● **Available data**:

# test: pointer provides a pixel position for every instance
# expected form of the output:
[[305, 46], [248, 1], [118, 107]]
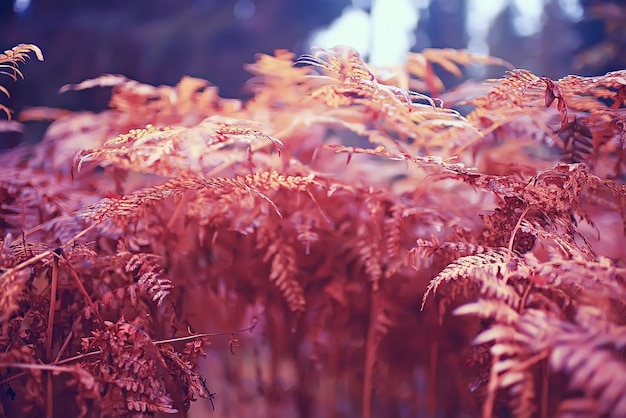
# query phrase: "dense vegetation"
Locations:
[[394, 248]]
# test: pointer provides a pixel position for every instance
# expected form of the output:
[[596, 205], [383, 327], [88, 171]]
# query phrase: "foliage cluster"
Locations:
[[407, 250]]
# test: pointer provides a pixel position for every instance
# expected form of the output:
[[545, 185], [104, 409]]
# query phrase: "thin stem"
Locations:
[[49, 333]]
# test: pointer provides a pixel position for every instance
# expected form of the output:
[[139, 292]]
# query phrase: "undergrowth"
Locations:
[[406, 250]]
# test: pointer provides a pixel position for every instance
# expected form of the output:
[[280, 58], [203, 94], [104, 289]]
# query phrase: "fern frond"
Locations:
[[173, 151], [491, 271], [9, 62], [348, 82], [420, 64]]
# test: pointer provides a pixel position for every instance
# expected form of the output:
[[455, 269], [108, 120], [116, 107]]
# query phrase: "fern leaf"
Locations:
[[491, 270]]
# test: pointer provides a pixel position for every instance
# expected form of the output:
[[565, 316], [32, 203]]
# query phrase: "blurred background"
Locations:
[[159, 41]]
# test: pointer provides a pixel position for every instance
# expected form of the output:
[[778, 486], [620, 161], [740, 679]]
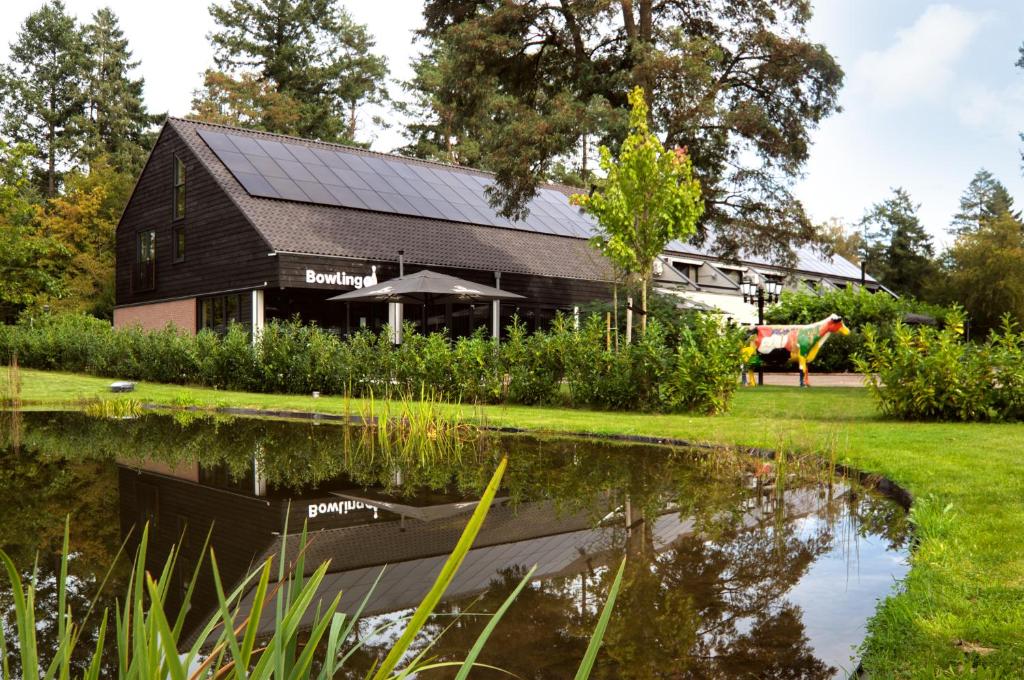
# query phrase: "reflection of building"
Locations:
[[231, 225], [365, 532]]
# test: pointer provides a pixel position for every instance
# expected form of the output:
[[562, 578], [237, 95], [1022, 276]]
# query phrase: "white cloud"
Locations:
[[996, 110], [921, 61]]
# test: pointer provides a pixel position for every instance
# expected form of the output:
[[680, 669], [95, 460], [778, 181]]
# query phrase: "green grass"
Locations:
[[962, 608]]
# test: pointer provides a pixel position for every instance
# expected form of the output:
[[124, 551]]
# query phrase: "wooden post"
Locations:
[[629, 321], [614, 308]]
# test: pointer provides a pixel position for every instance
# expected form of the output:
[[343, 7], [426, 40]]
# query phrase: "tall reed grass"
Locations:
[[148, 642]]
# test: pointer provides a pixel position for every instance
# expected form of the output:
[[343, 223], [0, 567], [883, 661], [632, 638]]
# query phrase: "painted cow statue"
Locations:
[[799, 344]]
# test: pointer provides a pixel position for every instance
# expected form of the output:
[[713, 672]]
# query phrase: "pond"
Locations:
[[735, 567]]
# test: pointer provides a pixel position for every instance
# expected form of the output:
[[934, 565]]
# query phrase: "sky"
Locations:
[[931, 92]]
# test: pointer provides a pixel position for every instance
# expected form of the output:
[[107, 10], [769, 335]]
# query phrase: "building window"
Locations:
[[217, 313], [179, 188], [144, 275], [687, 269], [179, 244]]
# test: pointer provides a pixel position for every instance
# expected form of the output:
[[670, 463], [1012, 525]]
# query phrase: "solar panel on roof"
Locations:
[[295, 171]]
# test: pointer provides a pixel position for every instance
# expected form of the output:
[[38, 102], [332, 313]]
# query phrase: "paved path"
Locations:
[[817, 379]]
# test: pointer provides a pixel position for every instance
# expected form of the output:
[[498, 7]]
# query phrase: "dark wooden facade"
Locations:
[[223, 252]]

● **Exercise details**: Exact copies of the lines from the one holding "[[343, 223], [0, 567], [883, 661], [632, 638]]" through the last line above, and only those, make up the answer.

● **Exercise solution**:
[[343, 223], [0, 567], [883, 661], [632, 638]]
# query phrase: "painted cow statue"
Locations:
[[799, 344]]
# test: pointer provides a pixel position for every instance
# expected form of the output:
[[713, 672]]
# query phrase: "pond"
Locations:
[[735, 567]]
# test: pointer provides a pixel position for every instance
# expected form of the output:
[[934, 565]]
# query phrase: "sky"
Locations:
[[931, 92]]
# test: pointer provides a pixel position for every instance
# expected form of the output:
[[107, 10], [769, 335]]
# query phrase: "building window"
Locations:
[[217, 313], [179, 188], [144, 275], [687, 269], [179, 244]]
# test: pointer provides a pixel position for every instance
# expected form of the output:
[[670, 463], [1012, 525]]
# query phrase: "solar panel on roof"
Locations:
[[295, 171]]
# test: pointer provides a pixel position for every instance
# expected form of the output:
[[38, 102], [332, 313]]
# query phrase: "paved path"
Locations:
[[817, 379]]
# test: pointer provides a pixel position for every instance
# expected form of the output:
[[498, 7]]
# query phrase: "dark wooden facade"
Locations:
[[223, 252]]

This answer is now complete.